**Raw data**.
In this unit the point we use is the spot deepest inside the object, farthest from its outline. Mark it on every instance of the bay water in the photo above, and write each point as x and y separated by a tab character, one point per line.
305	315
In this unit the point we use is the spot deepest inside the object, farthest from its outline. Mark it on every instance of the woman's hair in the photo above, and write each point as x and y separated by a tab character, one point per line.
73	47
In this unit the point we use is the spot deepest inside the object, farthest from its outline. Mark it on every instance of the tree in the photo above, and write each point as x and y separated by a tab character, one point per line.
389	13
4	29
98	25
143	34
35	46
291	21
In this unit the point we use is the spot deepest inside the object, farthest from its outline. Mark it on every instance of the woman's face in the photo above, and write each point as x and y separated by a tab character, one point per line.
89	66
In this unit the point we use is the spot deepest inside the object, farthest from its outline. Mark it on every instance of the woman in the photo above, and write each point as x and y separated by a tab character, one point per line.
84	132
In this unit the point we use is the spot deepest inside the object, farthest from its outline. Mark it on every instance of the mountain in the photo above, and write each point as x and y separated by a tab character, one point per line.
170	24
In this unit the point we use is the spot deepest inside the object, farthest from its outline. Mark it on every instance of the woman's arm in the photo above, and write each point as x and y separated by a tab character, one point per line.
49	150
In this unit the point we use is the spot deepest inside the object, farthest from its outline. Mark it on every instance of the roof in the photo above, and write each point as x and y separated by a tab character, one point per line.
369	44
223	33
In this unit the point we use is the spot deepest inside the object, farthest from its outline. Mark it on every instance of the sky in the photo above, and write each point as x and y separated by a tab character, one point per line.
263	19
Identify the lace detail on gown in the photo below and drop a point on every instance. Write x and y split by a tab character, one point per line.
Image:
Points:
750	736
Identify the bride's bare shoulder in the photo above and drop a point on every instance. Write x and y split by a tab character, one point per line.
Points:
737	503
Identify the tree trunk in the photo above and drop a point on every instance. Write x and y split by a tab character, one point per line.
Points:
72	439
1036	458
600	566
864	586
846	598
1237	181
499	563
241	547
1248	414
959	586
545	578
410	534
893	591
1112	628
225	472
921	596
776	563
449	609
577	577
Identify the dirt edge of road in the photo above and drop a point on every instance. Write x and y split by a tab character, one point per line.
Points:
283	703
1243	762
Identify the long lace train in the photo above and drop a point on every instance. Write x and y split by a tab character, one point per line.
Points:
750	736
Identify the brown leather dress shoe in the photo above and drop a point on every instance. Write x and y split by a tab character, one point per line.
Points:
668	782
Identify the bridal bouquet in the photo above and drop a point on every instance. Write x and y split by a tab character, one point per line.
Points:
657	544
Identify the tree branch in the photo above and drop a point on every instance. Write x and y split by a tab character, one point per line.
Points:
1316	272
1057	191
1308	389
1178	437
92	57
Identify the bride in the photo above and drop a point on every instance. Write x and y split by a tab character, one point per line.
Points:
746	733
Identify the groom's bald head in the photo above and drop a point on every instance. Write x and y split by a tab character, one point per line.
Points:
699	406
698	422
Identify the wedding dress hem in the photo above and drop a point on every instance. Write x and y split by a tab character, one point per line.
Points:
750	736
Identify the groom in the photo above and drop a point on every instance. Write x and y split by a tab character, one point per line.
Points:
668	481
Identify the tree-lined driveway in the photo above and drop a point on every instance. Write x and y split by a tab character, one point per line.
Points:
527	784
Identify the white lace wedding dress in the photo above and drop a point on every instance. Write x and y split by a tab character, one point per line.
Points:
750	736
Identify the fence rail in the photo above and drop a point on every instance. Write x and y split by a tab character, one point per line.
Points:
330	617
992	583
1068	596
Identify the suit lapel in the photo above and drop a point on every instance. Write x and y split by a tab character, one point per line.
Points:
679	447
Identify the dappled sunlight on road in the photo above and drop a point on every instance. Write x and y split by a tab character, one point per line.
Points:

**Task brief**.
Can you render every line of the items above as a JSON list of strings, one string per line, with blank lines left out?

**Full output**.
[
  "In this unit the point we use is the spot deepest inside the object, farthest from its outline. Mark it on every instance of the bay water in the photo above, and write each point as x and y separated by a tab character, one point per line.",
  "305\t315",
  "In this unit the point we use is the spot deepest inside the object, farthest from its outline. Mark it on every instance of the woman's hair in the photo above, and write each point as x and y separated by a tab character, one point per line.",
  "73\t47",
  "In this unit the point we use is the spot deepest inside the object, farthest from its outline. Mark it on every instance of the tree in the photo above, and write each point as x and y separated by a tab character, one point per line.",
  "389\t13",
  "4\t29",
  "98\t25",
  "143\t34",
  "35\t46",
  "291\t21",
  "In this unit the point we use is the spot deepest inside the object, farthest from its outline. Mark it on every instance of the woman's face in the photo above, and write each point as x and y separated by a tab character, one point per line.",
  "89\t66",
  "In this unit the point we use is the spot deepest inside the object, farthest from its outline. Mark it on every instance of the woman in the photo above, and write each point as x and y separated by a tab character, one point per line.",
  "84\t132",
  "In this unit the point we use is the spot deepest inside the object, farthest from its outline. Mark it on every instance of the mountain in the photo above, and write each point as x and y separated by a tab character, one point per line.",
  "170\t24",
  "In this unit the point we use is the spot deepest inside the object, farthest from its outline. Mark it on every instance of the woman's arm in the photo above, and write each point as x and y separated by a tab character, one point per line.",
  "49\t150",
  "In this unit the point we use is the spot deepest inside the object, farthest from its outline. Mark it on every instance of the roof in the photo above, and write each point as x and y separated by a tab character, one point per line.",
  "369\t44",
  "223\t33",
  "In this unit the point we use is the spot deepest inside the object, farthest from its outline. Mark it on every instance of the sky in the photo above, and write each point as x and y separated by a tab character, one point per line.",
  "263\t19",
  "Identify the lace detail on gown in the photo below and drop a point on every instance. Write x and y split by a tab character, one point per line.",
  "Image:",
  "Points:",
  "750\t736",
  "Identify the bride's bare shoulder in the photo above and drop a point on every instance. Write x and y split by a tab character, one point per line.",
  "Points:",
  "737\t503",
  "Identify the tree trunk in the photo above and drop a point on every instance. Write x and y split by a tab character, one point per line.",
  "Points:",
  "72\t439",
  "1036\t458",
  "600\t566",
  "864\t586",
  "846\t598",
  "1237\t181",
  "499\t563",
  "241\t547",
  "1248\t414",
  "959\t586",
  "545\t578",
  "410\t534",
  "893\t591",
  "1112\t628",
  "225\t472",
  "921\t596",
  "776\t563",
  "449\t609",
  "577\t577",
  "Identify the dirt edge of road in the photo above and drop a point on every instance. Write x and y split by a tab character, one point per line.",
  "Points:",
  "283\t703",
  "1243\t762",
  "Identify the long lace train in the photo above and drop a point on every instance. Write x and y split by a tab character, one point per line.",
  "Points:",
  "750\t736",
  "Identify the brown leather dress shoe in the photo above and drop a point on every instance. Write x and y split by a tab character, one point per line.",
  "Points:",
  "668\t782",
  "Identify the bridal bouquet in the photo above and drop a point on every instance. Write x and y split by a tab character, one point per line.",
  "Points:",
  "657\t544",
  "Identify the tree branch in the photo above and drop a point on every instance. Write x and y split by a tab character, one point per line.",
  "Points:",
  "1316\t272",
  "1057\t191",
  "1308\t389",
  "1178\t437",
  "92\t57",
  "Identify the bride in the photo above and drop a point on every instance. Write x and y split by a tab character, one point per line.",
  "Points:",
  "746\t733",
  "Identify the groom's bald head in the photo above and drop a point on every instance. Write x and y split by a tab character, one point per line.",
  "Points:",
  "699\t406",
  "698\t422",
  "Identify the wedding dress hem in the photo above and drop a point on every instance. Write x and y split by a tab character, one point per line.",
  "Points:",
  "750\t736",
  "Identify the groom in the photo above and drop a point on every instance. Write x and y split by a tab character, one point per line.",
  "Points:",
  "668\t481",
  "Identify the tree-lined driveway in the photo above and drop a point on every instance. Write x and y split by a tab character, one point per line.",
  "Points:",
  "527\t784",
  "Identify the white lace wedding dress in the photo above and drop a point on every instance. Write x and y split by a tab character, one point per line.",
  "Points:",
  "750\t736",
  "Identify the fence rail in the photo above and drop a point on every instance. Write x and y split by a tab character, one point per line.",
  "Points:",
  "330\t617",
  "992\t583",
  "1068\t596",
  "Identify the suit lapel in the photo above and drop a point on every instance. Write x and y split by a tab character, one point per line.",
  "Points:",
  "679\t447",
  "Identify the dappled sunlight on road in the photo above and drop a point on every instance. Write x and y split by a tab character, one point per line.",
  "Points:"
]